_Text passage:_
Sensory deprivation seems like the opposite of everything we have been taught
Sensory Deprivation seems to go against what we are exposed to and expected to react to. The world welcomes us with light, music, voices, and lots of information. As we grow up, we continue to be overloaded with information, lights, music and tons of noises and an increasing amount of input.
Our brains go from being a clean slate to having to continuously process a multitude of inputs, store information and, in a demanding world, produce high quality results. In an ever-changing society, our minds have to adapt to the changing technology and to different forms of communication. How different life was 50 years ago; few hours of television, few telephone calls and no mobile phones. At night, people were able to rest. Now a days, many people don’t even have eight hours of uninterrupted sleep. Cell phones ring, text messages give notifications and we communicate with people on different time zones.

_Dataset entries:_
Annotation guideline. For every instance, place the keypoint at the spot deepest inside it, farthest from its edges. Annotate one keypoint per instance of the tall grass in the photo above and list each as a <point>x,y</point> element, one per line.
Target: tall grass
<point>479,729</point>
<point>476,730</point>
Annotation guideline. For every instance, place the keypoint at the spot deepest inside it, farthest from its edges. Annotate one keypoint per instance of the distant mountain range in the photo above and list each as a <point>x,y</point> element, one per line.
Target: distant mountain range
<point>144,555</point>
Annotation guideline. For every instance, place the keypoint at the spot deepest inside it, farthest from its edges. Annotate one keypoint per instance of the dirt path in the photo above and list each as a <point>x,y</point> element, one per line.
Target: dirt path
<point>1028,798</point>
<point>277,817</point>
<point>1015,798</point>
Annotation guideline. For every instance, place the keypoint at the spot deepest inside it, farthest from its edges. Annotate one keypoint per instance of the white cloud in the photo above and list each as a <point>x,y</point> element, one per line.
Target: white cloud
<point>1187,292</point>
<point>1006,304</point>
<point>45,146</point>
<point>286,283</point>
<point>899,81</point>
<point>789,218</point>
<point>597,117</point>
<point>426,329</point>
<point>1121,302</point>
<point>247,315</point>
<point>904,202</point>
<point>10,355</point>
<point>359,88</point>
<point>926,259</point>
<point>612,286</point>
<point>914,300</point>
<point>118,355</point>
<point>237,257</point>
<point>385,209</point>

_Required work:_
1/ From the passage on sensory deprivation, copy word for word the stretch starting at "Our brains go" and ending at "different time zones.".
2/ According to the passage on sensory deprivation, what does the world welcome us with? List each item.
3/ Write what comes next in the passage on sensory deprivation, starting after its final sentence.

_Responses by task:_
1/
Our brains go from being a clean slate to having to continuously process a multitude of inputs, store information and, in a demanding world, produce high quality results. In an ever-changing society, our minds have to adapt to the changing technology and to different forms of communication. How different life was 50 years ago; few hours of television, few telephone calls and no mobile phones. At night, people were able to rest. Now a days, many people don’t even have eight hours of uninterrupted sleep. Cell phones ring, text messages give notifications and we communicate with people on different time zones.

2/
- light
- music
- voices
- lots of information

3/
Our brains are constantly working. that is why we seek Sensory Deprivation, to allow our senses time to rest. A calm and quiet hour for the mind, for the body and the soul. One hour without lights, music or external inputs.
An Hour of Sensory Deprivation
Every night, when we go to sleep, we let our body rest and our muscles take a break, our senses also need to rest. Rest according to the Merriam Webster Dictionary is “A bodily state characterized by minimal functional and metabolic activities”. No mention of the senses; The senses also need to rest and that is when R.E.S.T. comes into play through flotation therapy. R.E.S.T. meaning Restricted Environmental Stimulation Therapy. While floating in an isolation pod or tank, the sensory input is restricted and the senses can take a much needed REST when we float in a isolation pod or isolation tank.